[Data excerpts Boundary: Start]

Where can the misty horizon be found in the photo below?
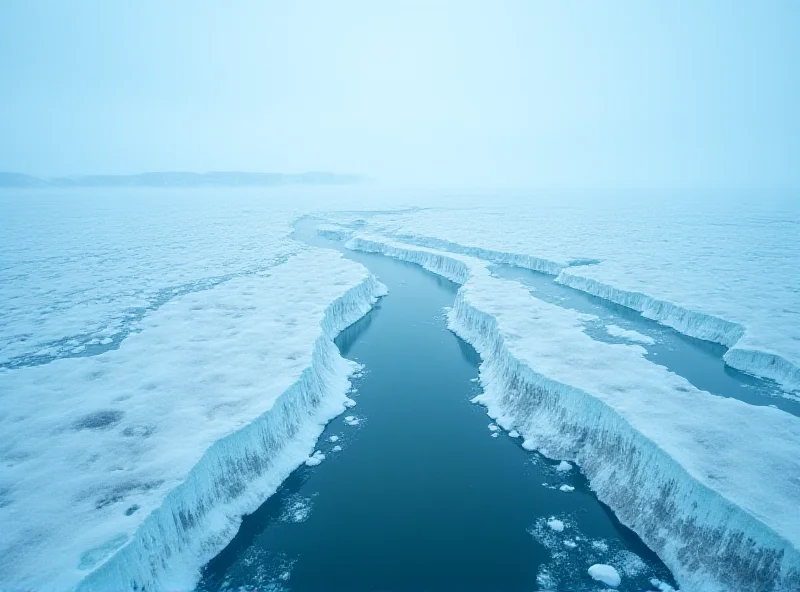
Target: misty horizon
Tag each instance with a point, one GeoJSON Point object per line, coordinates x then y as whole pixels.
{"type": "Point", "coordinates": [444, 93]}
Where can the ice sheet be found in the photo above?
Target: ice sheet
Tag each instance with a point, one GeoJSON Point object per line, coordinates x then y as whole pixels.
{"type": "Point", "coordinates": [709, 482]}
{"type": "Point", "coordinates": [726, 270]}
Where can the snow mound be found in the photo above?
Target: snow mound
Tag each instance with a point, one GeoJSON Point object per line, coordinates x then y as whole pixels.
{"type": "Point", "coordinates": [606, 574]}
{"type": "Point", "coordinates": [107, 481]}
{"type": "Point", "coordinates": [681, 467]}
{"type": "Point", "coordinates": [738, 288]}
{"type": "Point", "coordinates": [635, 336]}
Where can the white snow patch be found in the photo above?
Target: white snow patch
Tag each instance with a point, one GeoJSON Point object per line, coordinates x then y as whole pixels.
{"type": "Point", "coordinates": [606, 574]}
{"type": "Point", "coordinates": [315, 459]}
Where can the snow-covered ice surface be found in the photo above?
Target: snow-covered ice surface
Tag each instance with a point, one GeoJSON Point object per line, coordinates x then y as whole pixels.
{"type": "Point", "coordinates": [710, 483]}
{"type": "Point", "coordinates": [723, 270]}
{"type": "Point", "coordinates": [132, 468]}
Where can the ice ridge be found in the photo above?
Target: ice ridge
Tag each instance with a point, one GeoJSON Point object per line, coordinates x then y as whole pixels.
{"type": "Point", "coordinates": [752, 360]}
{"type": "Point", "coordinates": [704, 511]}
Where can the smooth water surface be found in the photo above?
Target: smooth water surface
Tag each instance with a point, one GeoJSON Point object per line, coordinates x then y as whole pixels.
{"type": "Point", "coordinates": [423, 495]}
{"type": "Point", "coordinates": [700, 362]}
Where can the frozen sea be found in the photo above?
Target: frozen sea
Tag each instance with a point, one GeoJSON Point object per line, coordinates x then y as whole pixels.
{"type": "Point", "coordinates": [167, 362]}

[Data excerpts Boundary: End]
[Data excerpts Boundary: Start]

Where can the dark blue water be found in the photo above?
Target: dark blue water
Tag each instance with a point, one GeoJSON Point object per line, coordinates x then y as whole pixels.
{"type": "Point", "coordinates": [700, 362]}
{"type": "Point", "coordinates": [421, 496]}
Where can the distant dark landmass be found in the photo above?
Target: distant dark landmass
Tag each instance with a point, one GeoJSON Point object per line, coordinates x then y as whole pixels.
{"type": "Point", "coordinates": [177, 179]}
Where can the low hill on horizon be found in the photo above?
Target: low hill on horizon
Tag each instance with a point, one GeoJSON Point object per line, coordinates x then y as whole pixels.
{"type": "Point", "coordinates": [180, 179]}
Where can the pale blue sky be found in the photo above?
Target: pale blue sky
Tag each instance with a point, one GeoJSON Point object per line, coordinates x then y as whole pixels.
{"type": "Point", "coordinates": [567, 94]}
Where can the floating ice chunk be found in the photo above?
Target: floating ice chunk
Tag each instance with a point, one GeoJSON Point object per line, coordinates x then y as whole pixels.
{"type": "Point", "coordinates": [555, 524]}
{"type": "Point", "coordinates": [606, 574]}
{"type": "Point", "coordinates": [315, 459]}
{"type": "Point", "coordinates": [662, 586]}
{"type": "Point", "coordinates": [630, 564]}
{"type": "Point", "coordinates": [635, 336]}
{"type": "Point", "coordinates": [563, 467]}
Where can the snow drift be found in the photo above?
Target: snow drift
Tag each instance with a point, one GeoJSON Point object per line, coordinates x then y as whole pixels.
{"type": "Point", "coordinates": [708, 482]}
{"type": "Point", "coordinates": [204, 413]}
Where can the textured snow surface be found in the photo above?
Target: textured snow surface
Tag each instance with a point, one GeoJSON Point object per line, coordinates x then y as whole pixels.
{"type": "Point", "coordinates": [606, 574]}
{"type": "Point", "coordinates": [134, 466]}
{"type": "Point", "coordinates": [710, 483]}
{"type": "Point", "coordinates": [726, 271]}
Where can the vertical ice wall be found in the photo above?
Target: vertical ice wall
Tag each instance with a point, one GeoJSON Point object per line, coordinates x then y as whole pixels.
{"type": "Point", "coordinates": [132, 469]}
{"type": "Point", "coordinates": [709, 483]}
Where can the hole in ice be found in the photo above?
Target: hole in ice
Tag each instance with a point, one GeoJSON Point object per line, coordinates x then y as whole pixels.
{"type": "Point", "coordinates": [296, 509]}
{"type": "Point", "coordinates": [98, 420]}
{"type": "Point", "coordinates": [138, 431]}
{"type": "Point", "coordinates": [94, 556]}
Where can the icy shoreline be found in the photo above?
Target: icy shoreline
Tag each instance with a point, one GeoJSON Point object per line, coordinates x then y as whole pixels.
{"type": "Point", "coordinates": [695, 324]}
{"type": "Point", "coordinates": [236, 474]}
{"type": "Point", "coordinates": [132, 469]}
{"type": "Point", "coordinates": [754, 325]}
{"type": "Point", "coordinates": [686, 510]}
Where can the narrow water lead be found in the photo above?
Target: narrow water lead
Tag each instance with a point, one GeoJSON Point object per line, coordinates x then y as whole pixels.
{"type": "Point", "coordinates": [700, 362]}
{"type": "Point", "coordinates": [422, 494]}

[Data excerpts Boundary: End]
[Data excerpts Boundary: Start]

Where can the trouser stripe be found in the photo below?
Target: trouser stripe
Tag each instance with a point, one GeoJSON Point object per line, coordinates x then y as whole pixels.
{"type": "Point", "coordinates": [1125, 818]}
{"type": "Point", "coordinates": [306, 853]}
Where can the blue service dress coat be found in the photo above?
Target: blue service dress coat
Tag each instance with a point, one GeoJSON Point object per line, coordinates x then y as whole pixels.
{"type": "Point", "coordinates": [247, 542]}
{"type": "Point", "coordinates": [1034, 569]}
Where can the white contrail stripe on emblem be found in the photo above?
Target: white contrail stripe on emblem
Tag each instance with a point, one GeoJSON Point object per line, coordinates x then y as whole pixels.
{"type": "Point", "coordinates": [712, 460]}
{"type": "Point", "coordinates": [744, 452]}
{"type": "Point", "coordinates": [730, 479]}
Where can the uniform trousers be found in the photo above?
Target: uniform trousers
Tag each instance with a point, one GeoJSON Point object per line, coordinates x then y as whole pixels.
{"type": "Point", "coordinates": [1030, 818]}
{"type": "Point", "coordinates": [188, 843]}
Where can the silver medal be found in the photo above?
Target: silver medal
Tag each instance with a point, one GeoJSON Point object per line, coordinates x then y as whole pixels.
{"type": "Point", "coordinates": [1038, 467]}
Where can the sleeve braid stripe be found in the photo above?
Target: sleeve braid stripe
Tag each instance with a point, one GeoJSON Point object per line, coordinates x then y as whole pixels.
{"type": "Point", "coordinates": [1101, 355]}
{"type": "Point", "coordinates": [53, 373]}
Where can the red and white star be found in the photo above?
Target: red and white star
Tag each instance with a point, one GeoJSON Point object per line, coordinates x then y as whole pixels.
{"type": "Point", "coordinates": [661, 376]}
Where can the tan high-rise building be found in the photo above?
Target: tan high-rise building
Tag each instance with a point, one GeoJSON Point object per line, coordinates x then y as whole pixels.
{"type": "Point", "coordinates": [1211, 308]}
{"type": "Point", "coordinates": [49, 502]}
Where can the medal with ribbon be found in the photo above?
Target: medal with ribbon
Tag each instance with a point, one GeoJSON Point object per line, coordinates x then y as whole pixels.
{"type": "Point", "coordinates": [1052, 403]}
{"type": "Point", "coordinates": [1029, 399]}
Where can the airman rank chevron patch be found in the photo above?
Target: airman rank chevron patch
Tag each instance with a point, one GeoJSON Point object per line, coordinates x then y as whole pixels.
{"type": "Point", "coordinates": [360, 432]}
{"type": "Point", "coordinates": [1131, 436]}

[Data excerpts Boundary: End]

■ Work order ■
Every line above that includes the string "airman" should be counted, and the answer should be that number only.

■ The answer ■
2